(Natural-language object grounding data)
↓↓↓

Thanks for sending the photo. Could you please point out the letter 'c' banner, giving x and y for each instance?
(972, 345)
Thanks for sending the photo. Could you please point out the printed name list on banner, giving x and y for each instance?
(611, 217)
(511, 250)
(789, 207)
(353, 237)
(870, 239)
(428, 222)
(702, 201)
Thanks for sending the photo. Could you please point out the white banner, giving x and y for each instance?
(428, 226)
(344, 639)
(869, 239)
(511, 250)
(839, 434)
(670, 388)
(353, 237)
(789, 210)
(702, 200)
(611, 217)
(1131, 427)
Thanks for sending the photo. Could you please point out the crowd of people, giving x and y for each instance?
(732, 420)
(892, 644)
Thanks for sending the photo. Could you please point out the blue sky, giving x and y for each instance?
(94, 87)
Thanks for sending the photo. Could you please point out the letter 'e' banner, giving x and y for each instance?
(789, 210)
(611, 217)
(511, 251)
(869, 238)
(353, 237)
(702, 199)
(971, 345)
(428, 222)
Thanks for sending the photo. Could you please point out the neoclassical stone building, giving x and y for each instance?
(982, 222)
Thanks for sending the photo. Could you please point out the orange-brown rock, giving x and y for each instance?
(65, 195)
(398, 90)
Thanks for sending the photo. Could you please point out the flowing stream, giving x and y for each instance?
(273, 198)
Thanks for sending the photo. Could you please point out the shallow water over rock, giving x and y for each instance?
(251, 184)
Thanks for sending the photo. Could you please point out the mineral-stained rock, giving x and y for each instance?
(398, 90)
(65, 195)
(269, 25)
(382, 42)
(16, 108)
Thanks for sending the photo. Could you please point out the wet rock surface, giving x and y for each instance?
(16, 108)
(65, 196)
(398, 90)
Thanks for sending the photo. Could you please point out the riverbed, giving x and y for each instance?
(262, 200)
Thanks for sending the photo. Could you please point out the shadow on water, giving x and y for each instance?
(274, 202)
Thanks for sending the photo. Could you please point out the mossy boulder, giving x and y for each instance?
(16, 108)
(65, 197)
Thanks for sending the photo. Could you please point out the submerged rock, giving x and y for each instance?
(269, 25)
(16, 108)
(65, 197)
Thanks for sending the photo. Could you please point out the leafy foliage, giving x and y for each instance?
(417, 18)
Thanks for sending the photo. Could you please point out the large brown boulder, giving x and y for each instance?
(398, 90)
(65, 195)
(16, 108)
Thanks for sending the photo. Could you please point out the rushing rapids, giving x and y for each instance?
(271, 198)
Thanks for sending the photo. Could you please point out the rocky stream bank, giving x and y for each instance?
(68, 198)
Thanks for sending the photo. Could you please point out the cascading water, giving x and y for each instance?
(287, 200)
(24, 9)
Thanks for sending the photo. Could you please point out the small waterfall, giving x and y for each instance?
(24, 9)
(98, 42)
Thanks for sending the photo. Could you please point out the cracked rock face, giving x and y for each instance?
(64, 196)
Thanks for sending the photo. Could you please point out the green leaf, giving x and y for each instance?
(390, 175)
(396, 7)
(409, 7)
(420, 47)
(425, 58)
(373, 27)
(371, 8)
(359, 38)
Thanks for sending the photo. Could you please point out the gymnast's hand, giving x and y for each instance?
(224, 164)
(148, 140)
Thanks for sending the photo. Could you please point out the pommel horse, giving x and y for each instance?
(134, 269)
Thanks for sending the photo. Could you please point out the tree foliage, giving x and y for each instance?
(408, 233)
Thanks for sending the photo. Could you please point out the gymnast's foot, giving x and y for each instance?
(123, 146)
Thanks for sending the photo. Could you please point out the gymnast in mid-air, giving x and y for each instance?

↑↑↑

→ **TASK TO CARRY OUT**:
Give an exact copy of all the data shown above.

→ **ANSWER TO THIS EXERCISE**:
Thanks for sending the photo. Could you please point out the letter 'c' banner, giving x and y for each instance?
(972, 345)
Thanks for sending the photo. Could you please point out the printed name list on banner, giving x and y for each instance?
(611, 217)
(511, 250)
(789, 207)
(353, 237)
(870, 239)
(428, 222)
(702, 201)
Thanks for sending the photo. Could you please point out the white banner, giving x and y for each instance?
(428, 226)
(344, 639)
(869, 239)
(511, 250)
(839, 434)
(670, 388)
(353, 237)
(789, 210)
(702, 200)
(611, 217)
(1131, 427)
Thanks for sending the photo. Could you please point out the crowd of people, giving x and y for each instance?
(732, 420)
(892, 644)
Thanks for sending the photo. Could you please point out the blue sky, giving x and y for each instance?
(94, 87)
Thanks for sending the photo. Could you please point out the letter 'e' banner, giving x and y for each instance?
(789, 210)
(611, 217)
(511, 251)
(869, 238)
(353, 237)
(702, 199)
(971, 345)
(428, 222)
Thanks for sending the photo. Could you please point out the neoclassical stone building, giving x and y for each instance?
(982, 222)
Thanks for sending the photo. Could you please point out the orange-brown rock, giving x and y for each instance?
(65, 195)
(398, 90)
Thanks for sending the photo. Could you please point out the flowing stream, giving x and y for each instance?
(273, 198)
Thanks for sending the photo. Could you please point out the shallow water over rock, giving x and y for each instance?
(251, 184)
Thanks for sending the photo. Could you please point out the mineral-stained rock, giving x and y for each instance?
(398, 90)
(65, 195)
(269, 25)
(382, 42)
(16, 108)
Thanks for sending the photo. Could you please point out the wet rock surface, giving x and y for each instance?
(16, 108)
(65, 196)
(398, 90)
Thanks for sending the photo. Could you please point out the riverbed, giving x and y for each instance?
(262, 200)
Thanks for sending the photo. Could you please point out the shadow on water, giving x and y for each instance?
(274, 202)
Thanks for sending the photo. Could you please point out the mossy boulder, giving x and y for each instance?
(16, 108)
(65, 197)
Thanks for sending the photo. Could you please point out the submerged rock, giving x and y for each instance?
(269, 25)
(16, 108)
(65, 197)
Thanks for sending the photo. Could you please point out the leafy foliage, giving x and y for each instance?
(417, 18)
Thanks for sending the photo. Could you please point out the large brown boulder, giving x and y for each instance?
(398, 90)
(65, 195)
(16, 108)
Thanks for sending the photo. Could you please point out the rushing rapids, giving x and y for each instance?
(271, 198)
Thanks for sending the photo. Could you please point out the rocky stream bank, giving x and y for each instance?
(68, 198)
Thanks for sending the photo. Could you please point out the cascading water, giving x and y for each instance?
(287, 200)
(24, 9)
Thanks for sending the photo. Could you please point out the small waterfall, giving x and y for each instance?
(24, 9)
(98, 42)
Thanks for sending the photo. Could you please point out the cracked rock face, giving x and y for each instance?
(64, 196)
Thanks for sending the photo. Could you please point out the green leaf, giving x and y for each instance?
(390, 175)
(396, 7)
(409, 7)
(420, 47)
(425, 58)
(373, 27)
(371, 8)
(359, 38)
Thanks for sending the photo. Could you please point out the gymnast's hand, giving x and y for each instance?
(224, 164)
(148, 140)
Thanks for sending the photo. Could you please point out the pommel horse, giving x and y for each instance?
(134, 269)
Thanks for sending the photo. Could you please point out the tree foliage, giving x and y for each instance?
(408, 233)
Thanks for sending the photo. Could you please point out the gymnast's foot, giving x and y for each instance?
(123, 146)
Thanks for sending the photo. Could you please point out the gymnast in mid-air, giving x and y for each instance?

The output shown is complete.